Copy out the part of the material that starts with the line containing "point: pedestrian figure" and runs to the end, keeping every line, and add 29 to each number in the answer coordinates. Leave the sample coordinates unchanged and leave out the pictures.

Listed entries.
========

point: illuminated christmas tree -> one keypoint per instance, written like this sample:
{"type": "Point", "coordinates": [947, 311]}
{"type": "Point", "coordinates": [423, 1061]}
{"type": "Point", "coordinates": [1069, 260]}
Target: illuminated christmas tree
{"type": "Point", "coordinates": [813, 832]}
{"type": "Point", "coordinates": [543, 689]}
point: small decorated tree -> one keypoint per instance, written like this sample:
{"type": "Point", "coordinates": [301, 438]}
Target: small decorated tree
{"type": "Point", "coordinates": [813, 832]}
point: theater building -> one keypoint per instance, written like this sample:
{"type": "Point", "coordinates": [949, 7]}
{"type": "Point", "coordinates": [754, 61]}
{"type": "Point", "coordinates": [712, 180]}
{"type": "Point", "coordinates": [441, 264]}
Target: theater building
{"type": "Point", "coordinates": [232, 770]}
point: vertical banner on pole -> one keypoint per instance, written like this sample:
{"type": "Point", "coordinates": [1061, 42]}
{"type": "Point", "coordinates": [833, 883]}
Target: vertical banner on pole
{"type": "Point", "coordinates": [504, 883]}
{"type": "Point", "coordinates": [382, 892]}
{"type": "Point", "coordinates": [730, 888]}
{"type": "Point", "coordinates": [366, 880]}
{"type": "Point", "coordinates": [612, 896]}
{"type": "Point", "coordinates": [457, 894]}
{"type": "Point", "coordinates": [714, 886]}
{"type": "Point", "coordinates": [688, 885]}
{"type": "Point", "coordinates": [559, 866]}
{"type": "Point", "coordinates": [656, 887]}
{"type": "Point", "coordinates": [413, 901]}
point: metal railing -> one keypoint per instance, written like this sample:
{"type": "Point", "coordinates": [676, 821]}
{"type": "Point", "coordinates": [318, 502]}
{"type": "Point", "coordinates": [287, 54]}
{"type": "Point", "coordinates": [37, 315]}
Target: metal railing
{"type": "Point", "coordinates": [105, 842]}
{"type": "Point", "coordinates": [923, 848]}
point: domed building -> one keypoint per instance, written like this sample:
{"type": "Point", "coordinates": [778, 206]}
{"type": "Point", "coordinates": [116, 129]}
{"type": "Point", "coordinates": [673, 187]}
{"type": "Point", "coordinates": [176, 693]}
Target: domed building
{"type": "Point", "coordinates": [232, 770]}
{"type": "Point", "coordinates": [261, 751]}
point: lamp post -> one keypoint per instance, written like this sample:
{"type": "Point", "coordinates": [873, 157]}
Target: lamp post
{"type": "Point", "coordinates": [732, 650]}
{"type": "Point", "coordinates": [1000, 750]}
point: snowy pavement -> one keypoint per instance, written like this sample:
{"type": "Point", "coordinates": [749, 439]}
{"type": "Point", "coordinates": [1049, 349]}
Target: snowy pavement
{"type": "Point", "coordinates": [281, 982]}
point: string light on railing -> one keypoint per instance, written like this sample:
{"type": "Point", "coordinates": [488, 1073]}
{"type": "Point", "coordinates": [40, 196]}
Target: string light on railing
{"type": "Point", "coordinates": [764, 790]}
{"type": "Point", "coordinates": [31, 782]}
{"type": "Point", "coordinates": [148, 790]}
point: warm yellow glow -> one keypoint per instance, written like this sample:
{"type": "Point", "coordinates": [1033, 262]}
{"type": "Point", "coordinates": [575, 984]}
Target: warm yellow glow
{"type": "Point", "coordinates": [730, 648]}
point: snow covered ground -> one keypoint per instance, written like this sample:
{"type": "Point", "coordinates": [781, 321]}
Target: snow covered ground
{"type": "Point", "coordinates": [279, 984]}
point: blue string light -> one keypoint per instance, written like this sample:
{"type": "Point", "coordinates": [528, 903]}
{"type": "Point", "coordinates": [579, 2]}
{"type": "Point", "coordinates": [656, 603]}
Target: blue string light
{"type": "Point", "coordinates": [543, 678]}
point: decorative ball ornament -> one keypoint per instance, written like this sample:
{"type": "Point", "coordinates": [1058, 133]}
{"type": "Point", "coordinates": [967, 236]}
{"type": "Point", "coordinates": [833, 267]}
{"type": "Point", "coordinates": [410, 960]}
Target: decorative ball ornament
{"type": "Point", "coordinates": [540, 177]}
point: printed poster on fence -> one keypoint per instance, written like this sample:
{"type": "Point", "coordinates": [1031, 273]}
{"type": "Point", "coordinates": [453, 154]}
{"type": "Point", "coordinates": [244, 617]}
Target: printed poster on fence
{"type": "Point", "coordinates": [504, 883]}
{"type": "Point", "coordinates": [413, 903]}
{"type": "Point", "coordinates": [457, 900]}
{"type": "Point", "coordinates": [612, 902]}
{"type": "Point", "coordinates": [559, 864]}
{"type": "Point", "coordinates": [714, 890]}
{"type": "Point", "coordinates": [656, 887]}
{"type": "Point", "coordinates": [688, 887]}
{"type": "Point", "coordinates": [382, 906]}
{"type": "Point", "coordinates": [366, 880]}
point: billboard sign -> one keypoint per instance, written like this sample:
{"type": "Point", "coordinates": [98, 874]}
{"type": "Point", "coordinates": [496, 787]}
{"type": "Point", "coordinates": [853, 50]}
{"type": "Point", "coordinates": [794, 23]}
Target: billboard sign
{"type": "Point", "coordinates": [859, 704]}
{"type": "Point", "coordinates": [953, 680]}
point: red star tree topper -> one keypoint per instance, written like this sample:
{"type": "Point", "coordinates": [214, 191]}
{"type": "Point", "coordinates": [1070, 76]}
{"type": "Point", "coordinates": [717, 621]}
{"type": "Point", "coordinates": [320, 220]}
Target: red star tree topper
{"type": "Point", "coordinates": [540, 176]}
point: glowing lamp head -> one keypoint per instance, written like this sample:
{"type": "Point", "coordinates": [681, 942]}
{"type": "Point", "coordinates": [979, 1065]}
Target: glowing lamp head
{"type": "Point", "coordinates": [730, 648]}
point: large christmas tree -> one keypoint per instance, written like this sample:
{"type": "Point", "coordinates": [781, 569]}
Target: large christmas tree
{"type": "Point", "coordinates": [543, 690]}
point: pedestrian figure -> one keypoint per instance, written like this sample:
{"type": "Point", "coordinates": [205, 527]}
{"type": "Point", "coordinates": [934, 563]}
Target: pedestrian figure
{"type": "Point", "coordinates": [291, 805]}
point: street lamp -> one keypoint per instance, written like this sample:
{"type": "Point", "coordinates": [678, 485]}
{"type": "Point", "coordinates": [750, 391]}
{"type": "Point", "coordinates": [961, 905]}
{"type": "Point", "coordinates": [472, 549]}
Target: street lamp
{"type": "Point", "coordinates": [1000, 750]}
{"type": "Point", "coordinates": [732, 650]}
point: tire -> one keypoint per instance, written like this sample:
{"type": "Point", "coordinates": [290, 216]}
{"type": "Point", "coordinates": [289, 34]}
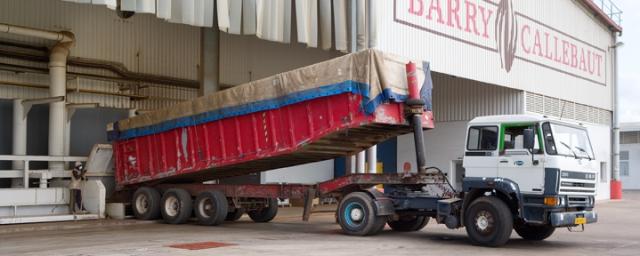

========

Exercise response.
point: pedestrian figure -> one keypoint per instance, written like this sample:
{"type": "Point", "coordinates": [205, 527]}
{"type": "Point", "coordinates": [934, 563]}
Target: pedestrian figure
{"type": "Point", "coordinates": [320, 834]}
point: street lamp -> one keypoint per instance, written like this sample:
{"type": "Point", "coordinates": [678, 485]}
{"type": "Point", "coordinates": [750, 391]}
{"type": "Point", "coordinates": [961, 905]}
{"type": "Point", "coordinates": [472, 549]}
Target: street lamp
{"type": "Point", "coordinates": [1029, 779]}
{"type": "Point", "coordinates": [761, 679]}
point: tire -> one keypoint per instance, written like this sample:
{"type": "Point", "coordinates": [290, 216]}
{"type": "Point", "coordinates": [289, 34]}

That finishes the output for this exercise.